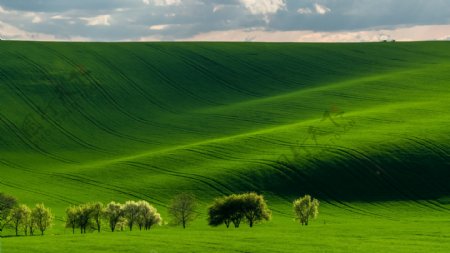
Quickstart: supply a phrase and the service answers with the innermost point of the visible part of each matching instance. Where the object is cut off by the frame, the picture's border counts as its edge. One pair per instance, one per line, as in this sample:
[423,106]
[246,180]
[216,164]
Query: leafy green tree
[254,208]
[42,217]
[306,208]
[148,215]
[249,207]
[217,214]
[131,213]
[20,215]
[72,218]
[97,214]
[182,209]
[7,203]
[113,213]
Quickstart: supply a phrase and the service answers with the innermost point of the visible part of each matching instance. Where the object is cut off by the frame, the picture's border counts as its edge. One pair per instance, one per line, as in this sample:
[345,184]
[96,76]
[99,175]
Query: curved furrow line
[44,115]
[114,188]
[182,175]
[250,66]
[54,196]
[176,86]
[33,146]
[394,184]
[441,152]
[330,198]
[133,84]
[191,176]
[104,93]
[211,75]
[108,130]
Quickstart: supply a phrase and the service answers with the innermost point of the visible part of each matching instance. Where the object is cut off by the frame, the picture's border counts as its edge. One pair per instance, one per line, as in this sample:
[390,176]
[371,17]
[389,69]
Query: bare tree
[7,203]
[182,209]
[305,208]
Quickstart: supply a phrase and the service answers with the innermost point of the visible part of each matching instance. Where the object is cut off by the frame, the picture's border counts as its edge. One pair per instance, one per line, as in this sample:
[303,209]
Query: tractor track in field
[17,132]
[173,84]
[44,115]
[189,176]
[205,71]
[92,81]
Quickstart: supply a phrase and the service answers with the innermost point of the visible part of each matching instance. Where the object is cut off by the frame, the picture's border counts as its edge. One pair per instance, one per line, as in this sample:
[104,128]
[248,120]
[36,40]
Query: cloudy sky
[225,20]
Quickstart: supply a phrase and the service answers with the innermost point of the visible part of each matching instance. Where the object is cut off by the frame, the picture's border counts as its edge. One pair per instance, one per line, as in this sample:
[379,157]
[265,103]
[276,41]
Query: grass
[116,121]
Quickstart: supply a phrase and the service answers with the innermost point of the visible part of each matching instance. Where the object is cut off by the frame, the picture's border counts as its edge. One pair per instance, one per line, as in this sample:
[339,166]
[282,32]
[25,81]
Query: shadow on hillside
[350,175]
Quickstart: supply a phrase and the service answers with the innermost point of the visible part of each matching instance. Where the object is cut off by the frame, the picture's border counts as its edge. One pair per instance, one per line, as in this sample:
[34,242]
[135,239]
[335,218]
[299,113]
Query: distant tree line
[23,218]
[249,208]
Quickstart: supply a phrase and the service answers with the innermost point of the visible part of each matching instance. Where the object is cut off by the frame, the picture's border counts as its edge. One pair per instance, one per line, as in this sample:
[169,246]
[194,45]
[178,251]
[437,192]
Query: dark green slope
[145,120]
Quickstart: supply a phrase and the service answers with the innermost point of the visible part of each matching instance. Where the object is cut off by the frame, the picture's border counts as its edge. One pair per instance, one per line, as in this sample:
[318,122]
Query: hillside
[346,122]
__________________________________________________
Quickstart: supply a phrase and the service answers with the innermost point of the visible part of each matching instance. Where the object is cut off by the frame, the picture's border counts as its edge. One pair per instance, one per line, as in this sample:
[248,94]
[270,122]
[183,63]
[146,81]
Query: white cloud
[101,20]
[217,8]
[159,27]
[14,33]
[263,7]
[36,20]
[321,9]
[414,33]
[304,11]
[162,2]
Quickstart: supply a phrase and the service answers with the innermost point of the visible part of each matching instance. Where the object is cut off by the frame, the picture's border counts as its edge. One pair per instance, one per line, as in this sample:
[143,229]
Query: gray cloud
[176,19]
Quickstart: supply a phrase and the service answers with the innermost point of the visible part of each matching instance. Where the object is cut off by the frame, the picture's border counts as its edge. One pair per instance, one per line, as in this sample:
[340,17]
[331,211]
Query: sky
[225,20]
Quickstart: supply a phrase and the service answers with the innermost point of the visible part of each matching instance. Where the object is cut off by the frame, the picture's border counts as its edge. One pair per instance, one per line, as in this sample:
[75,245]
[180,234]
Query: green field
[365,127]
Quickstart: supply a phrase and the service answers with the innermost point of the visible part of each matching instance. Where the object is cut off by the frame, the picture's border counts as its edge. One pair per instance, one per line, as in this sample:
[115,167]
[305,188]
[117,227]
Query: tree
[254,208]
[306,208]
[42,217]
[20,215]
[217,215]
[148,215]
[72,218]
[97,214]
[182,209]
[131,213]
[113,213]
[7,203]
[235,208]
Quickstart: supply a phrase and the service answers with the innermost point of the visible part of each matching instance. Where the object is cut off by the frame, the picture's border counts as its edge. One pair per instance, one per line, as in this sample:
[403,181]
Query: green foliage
__________________________________________________
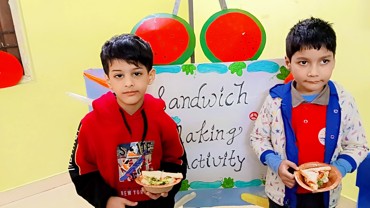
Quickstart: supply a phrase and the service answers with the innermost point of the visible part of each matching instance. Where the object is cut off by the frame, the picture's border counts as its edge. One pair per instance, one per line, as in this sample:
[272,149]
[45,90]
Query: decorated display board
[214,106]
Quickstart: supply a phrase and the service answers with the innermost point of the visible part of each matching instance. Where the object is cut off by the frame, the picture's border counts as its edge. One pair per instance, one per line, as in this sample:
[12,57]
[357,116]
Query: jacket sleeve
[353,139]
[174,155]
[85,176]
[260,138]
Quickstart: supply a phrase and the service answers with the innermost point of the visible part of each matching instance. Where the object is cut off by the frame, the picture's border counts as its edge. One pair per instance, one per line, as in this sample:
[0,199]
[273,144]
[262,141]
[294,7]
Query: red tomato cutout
__________________________________________________
* _EXERCISE DETAILS_
Count the lines in the items above that contain the word "tree", treating uppercase and lowercase as different, and reply with only the number.

* _RESULT FOR THIS TASK_
4